> Exercise prompt: Pick out every line of the data that contains the string "worker", treating uppercase and lowercase letters as distinct.

——————

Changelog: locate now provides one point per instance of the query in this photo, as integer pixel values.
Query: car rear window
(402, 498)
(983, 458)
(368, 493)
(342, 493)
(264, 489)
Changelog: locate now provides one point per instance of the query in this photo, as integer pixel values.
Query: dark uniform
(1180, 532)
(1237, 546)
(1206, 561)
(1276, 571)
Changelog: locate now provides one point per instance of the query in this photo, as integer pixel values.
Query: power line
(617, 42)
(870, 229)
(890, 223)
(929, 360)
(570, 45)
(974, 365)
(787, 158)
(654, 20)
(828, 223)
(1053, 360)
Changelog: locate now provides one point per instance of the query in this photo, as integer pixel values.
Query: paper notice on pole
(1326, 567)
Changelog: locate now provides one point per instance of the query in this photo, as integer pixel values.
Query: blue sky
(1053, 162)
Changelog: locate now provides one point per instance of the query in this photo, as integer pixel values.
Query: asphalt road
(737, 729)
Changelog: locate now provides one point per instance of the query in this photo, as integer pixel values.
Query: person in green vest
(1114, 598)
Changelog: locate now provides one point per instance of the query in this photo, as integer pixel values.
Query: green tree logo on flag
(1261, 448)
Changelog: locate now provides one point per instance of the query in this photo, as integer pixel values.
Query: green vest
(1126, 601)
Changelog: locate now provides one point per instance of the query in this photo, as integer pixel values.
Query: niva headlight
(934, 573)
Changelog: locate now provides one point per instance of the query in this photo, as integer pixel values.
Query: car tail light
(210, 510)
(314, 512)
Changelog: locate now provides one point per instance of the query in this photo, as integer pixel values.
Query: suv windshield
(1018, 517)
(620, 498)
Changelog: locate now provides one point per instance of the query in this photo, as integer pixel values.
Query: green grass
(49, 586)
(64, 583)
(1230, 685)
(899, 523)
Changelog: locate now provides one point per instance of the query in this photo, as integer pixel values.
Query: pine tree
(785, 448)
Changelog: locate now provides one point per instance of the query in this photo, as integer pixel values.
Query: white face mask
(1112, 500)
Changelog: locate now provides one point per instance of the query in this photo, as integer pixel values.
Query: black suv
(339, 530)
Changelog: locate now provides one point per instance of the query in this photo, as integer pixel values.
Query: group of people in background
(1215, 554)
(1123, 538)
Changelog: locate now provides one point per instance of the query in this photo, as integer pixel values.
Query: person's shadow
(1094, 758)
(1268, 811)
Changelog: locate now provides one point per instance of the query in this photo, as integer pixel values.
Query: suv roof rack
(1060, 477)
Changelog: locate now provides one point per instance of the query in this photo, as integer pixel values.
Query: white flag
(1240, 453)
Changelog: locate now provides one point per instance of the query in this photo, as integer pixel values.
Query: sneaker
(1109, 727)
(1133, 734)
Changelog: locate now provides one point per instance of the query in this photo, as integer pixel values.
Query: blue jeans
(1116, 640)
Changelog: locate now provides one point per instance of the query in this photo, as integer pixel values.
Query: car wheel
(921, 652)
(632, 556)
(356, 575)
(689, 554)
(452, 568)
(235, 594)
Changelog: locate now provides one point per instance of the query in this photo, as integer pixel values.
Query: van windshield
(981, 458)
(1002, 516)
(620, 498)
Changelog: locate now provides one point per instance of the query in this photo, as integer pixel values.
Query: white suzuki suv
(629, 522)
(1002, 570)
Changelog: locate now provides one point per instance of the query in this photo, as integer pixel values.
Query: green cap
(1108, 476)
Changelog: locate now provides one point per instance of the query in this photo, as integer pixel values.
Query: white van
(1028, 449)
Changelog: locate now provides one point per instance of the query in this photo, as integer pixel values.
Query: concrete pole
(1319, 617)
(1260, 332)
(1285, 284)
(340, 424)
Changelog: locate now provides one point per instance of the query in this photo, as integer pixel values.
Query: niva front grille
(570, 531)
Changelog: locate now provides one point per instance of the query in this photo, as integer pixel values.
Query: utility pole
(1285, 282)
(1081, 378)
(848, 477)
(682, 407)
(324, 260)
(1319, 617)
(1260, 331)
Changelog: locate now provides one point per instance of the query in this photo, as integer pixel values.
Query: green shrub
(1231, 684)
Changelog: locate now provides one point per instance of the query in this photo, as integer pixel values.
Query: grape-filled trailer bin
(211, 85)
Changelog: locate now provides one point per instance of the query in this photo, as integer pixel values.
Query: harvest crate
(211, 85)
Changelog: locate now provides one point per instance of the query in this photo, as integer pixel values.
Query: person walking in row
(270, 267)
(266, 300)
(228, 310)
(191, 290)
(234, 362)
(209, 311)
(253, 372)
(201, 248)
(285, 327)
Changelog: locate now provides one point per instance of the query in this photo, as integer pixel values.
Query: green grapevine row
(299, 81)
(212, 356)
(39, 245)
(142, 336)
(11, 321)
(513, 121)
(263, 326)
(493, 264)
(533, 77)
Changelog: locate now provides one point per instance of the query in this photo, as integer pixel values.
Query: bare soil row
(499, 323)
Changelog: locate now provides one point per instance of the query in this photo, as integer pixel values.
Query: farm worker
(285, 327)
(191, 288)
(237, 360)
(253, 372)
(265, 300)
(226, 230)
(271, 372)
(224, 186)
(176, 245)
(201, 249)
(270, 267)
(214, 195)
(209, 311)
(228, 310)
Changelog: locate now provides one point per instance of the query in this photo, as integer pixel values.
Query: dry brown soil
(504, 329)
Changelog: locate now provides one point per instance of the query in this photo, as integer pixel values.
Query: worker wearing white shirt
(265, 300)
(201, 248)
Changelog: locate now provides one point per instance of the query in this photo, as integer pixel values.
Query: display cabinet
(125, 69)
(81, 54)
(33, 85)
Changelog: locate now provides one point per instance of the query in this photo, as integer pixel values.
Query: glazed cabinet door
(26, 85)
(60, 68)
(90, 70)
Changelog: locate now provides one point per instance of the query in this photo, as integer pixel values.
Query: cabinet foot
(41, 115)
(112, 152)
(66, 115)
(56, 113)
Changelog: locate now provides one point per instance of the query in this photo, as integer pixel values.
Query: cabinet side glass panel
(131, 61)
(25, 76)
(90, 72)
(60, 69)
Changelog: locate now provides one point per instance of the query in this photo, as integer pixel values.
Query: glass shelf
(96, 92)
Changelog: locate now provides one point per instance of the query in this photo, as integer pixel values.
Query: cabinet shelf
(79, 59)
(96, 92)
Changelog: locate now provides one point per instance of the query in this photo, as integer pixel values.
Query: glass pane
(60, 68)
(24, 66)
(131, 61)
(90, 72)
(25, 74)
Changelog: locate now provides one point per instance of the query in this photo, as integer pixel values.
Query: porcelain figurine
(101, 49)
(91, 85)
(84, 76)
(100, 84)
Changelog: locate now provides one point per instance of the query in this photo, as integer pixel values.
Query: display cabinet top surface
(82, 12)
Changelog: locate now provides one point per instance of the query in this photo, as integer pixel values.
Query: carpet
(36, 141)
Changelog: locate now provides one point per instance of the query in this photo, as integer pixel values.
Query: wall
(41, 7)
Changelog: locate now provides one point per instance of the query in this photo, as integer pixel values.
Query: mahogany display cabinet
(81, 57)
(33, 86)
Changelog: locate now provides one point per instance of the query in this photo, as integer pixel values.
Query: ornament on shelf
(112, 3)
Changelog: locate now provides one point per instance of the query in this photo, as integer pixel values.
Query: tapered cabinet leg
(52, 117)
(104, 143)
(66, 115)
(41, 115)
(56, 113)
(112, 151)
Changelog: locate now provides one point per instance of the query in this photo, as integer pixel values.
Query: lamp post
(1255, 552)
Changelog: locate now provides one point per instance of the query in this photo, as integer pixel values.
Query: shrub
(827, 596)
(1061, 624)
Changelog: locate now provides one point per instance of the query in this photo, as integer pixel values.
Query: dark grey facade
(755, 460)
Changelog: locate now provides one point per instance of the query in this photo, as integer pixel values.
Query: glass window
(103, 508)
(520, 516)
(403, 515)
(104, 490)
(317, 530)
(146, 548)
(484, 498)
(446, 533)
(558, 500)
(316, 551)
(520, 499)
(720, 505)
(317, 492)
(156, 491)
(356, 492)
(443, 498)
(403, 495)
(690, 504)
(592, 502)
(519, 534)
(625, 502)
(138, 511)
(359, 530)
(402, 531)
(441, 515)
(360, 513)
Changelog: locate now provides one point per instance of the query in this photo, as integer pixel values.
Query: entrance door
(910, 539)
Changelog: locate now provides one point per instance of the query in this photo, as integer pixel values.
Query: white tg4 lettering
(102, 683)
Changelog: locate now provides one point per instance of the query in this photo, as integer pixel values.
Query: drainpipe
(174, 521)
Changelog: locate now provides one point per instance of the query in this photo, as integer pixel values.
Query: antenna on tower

——————

> Expected answer:
Query: farm worker
Query: worker wearing white shirt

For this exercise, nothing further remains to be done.